£60 million is a small price to pay to keep Michael Gove distracted
| January 24, 2012 | Posted by Cameron MacLeod under satire |
With the exception of everyone who isn’t a member of the Tory cabinet or the royal family, we’ve all come to love Michael Gove’s latest initiative. Plans have been put into place to commission a new royal yacht, and it’s a snip at 2,500 times the average UK annual earnings or, if you prefer, 6,600 years of top university tuition.
The people of Britain were given the opportunity to make their most meaningful contribution to society yet, by consenting to the diversion of a portion of the apparently exorbitant government budget towards the noble endeavour. Unfortunately, British taxpayers remained uninspired, and so it was left to Canada and Lord Ashcroft to pick up the shortfall.
Though this scheme initially appears incredibly unhelpful, wasteful and at best tenuously linked to state education of any form, it is in fact the single most intelligent suggestion produced by the Department of Education this millennium. This is not entirely related to the fact that it clearly wasn’t Gove’s idea.

◆ GIVEN EXERCISE A
Select every row that contains the string "ceiling", and treat uppercase and lowercase as different.
The post and the rows that come after it are unrelated material.

◆ STORED DATA
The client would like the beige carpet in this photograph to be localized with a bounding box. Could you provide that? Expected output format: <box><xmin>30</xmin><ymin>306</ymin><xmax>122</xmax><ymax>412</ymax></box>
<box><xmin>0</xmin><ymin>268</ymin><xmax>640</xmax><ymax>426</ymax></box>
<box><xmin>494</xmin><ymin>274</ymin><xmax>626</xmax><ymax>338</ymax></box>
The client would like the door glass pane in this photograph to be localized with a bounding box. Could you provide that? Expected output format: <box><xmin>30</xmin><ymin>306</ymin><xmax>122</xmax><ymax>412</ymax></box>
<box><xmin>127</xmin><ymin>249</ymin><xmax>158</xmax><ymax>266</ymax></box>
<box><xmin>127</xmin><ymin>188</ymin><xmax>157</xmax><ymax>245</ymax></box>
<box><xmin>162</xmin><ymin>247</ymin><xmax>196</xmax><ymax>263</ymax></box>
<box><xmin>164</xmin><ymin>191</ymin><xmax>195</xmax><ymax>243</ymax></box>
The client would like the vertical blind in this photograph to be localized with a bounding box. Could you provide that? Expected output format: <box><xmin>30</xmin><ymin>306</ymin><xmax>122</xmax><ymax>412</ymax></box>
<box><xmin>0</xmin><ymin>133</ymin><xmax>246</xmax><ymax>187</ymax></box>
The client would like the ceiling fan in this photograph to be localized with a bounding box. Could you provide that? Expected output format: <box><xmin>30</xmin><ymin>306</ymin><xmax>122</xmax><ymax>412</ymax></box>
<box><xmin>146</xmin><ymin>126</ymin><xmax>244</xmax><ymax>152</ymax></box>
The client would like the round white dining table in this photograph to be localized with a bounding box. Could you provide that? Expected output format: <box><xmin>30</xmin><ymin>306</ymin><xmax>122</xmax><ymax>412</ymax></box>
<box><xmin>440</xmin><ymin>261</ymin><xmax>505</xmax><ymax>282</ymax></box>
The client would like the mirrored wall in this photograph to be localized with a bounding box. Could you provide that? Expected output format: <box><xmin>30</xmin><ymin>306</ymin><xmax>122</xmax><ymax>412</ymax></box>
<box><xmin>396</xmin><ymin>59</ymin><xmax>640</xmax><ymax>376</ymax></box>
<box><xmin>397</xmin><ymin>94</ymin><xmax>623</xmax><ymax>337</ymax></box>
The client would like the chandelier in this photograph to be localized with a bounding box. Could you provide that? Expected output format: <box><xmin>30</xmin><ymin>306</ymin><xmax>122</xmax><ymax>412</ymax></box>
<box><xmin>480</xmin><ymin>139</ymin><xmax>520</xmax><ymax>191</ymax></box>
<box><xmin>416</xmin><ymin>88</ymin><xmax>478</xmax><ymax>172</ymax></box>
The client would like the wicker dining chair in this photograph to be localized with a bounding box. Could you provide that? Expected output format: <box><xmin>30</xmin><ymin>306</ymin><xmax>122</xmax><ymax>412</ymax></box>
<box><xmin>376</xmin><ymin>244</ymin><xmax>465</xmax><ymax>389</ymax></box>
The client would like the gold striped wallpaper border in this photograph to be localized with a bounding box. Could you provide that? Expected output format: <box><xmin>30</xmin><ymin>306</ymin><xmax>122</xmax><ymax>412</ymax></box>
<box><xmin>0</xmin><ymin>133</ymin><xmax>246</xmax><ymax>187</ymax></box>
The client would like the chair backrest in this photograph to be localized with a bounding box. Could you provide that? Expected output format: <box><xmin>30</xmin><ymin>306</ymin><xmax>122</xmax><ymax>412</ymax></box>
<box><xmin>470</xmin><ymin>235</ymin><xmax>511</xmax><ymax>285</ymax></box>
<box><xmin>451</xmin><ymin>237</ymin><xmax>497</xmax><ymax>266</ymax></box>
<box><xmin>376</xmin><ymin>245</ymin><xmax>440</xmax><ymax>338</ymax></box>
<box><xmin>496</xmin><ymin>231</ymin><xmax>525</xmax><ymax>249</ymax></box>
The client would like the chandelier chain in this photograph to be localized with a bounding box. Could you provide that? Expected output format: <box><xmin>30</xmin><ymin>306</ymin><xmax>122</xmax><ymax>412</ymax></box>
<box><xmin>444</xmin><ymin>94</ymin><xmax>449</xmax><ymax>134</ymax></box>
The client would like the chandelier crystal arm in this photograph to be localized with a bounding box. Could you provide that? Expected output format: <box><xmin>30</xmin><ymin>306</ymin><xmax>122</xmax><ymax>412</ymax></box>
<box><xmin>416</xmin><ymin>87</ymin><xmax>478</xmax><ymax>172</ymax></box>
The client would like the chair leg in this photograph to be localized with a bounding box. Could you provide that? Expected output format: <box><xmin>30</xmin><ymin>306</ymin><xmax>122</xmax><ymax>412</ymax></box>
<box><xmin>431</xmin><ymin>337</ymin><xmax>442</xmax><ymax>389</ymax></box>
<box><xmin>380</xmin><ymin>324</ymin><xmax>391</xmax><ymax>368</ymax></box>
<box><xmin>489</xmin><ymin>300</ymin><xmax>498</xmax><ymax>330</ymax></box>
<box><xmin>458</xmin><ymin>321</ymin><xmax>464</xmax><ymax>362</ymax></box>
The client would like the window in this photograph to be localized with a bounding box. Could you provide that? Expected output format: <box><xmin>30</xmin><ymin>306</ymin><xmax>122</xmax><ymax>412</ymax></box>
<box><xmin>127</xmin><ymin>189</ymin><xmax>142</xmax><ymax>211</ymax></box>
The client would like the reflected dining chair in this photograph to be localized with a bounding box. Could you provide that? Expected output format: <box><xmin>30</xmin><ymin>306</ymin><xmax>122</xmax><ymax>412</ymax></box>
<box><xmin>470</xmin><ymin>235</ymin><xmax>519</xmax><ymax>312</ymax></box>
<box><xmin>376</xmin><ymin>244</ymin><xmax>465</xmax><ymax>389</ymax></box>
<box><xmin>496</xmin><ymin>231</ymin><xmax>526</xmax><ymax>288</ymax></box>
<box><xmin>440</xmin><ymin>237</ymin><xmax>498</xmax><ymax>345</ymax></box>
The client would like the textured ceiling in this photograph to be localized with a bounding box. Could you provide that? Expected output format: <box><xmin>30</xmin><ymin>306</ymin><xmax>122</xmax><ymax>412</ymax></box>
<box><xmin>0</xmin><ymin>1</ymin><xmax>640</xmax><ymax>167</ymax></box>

◆ GIVEN EXERCISE B
Summarize the post about the royal yacht in two sentences.

◆ EXERCISE RESULT A
The client would like the ceiling fan in this photograph to be localized with a bounding box. Could you provide that? Expected output format: <box><xmin>30</xmin><ymin>306</ymin><xmax>122</xmax><ymax>412</ymax></box>
The client would like the textured ceiling in this photograph to be localized with a bounding box. Could you provide that? Expected output format: <box><xmin>30</xmin><ymin>306</ymin><xmax>122</xmax><ymax>412</ymax></box>

◆ EXERCISE RESULT B
The post presents a new royal yacht as Michael Gove's latest initiative, at a cost of 2,500 times average UK annual earnings, or 6,600 years of top university tuition. British taxpayers remained uninspired, so Canada and Lord Ashcroft picked up the shortfall, and the post calls the scheme the Department of Education's most intelligent suggestion this millennium while noting that it clearly wasn't Gove's idea.